Exercise details
Every entry must be given again exactly.

Dataset extract
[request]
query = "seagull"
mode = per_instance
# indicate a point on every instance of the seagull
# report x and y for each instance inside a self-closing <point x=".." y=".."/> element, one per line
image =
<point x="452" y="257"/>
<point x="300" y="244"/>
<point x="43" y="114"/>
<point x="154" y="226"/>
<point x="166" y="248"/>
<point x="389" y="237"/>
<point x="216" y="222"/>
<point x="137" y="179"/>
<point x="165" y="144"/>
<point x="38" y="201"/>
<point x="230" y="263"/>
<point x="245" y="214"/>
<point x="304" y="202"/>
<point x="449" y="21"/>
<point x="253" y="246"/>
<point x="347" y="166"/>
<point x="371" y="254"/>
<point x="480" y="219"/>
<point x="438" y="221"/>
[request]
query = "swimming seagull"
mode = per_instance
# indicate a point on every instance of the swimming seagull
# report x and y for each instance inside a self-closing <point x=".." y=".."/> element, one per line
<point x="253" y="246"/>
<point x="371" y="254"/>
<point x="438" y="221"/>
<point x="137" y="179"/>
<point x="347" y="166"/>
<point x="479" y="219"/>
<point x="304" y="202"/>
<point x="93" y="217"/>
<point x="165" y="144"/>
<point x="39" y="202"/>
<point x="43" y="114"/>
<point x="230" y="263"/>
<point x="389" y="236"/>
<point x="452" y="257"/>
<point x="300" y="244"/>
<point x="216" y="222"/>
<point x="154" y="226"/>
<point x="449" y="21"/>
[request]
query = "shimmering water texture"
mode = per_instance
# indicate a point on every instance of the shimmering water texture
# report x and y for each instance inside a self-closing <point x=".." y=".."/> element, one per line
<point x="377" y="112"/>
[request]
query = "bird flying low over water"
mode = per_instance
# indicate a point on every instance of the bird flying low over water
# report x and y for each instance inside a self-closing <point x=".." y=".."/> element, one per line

Exercise answer
[request]
query = "seagull"
mode = per_instance
# indicate a point on every instance of the seagull
# report x and y for each instance inside a self-closing <point x=".." y=".."/> element, one per line
image =
<point x="452" y="257"/>
<point x="300" y="244"/>
<point x="43" y="114"/>
<point x="154" y="226"/>
<point x="166" y="248"/>
<point x="389" y="237"/>
<point x="216" y="222"/>
<point x="137" y="179"/>
<point x="165" y="144"/>
<point x="38" y="201"/>
<point x="230" y="263"/>
<point x="245" y="214"/>
<point x="304" y="202"/>
<point x="449" y="21"/>
<point x="253" y="246"/>
<point x="347" y="166"/>
<point x="371" y="254"/>
<point x="480" y="219"/>
<point x="438" y="221"/>
[request]
query = "swimming seagull"
mode = per_instance
# indicate a point on every instance of the swimming seagull
# report x and y for each instance inside a self-closing <point x=".." y=".."/> element, one per line
<point x="253" y="246"/>
<point x="371" y="254"/>
<point x="438" y="221"/>
<point x="137" y="179"/>
<point x="347" y="166"/>
<point x="479" y="219"/>
<point x="304" y="202"/>
<point x="93" y="217"/>
<point x="165" y="144"/>
<point x="39" y="202"/>
<point x="43" y="114"/>
<point x="230" y="263"/>
<point x="389" y="236"/>
<point x="452" y="257"/>
<point x="300" y="244"/>
<point x="216" y="222"/>
<point x="154" y="226"/>
<point x="449" y="21"/>
[request]
query = "shimmering water texture"
mode = per_instance
# indicate a point on every instance of the shimmering water texture
# report x and y for each instance inside a self-closing <point x=".." y=".."/> element, one per line
<point x="377" y="112"/>
[request]
query = "bird flying low over water"
mode = per_instance
# indicate a point on every instance of the bird flying low over water
# report x and y for each instance inside a self-closing <point x=".." y=".."/> element, one per line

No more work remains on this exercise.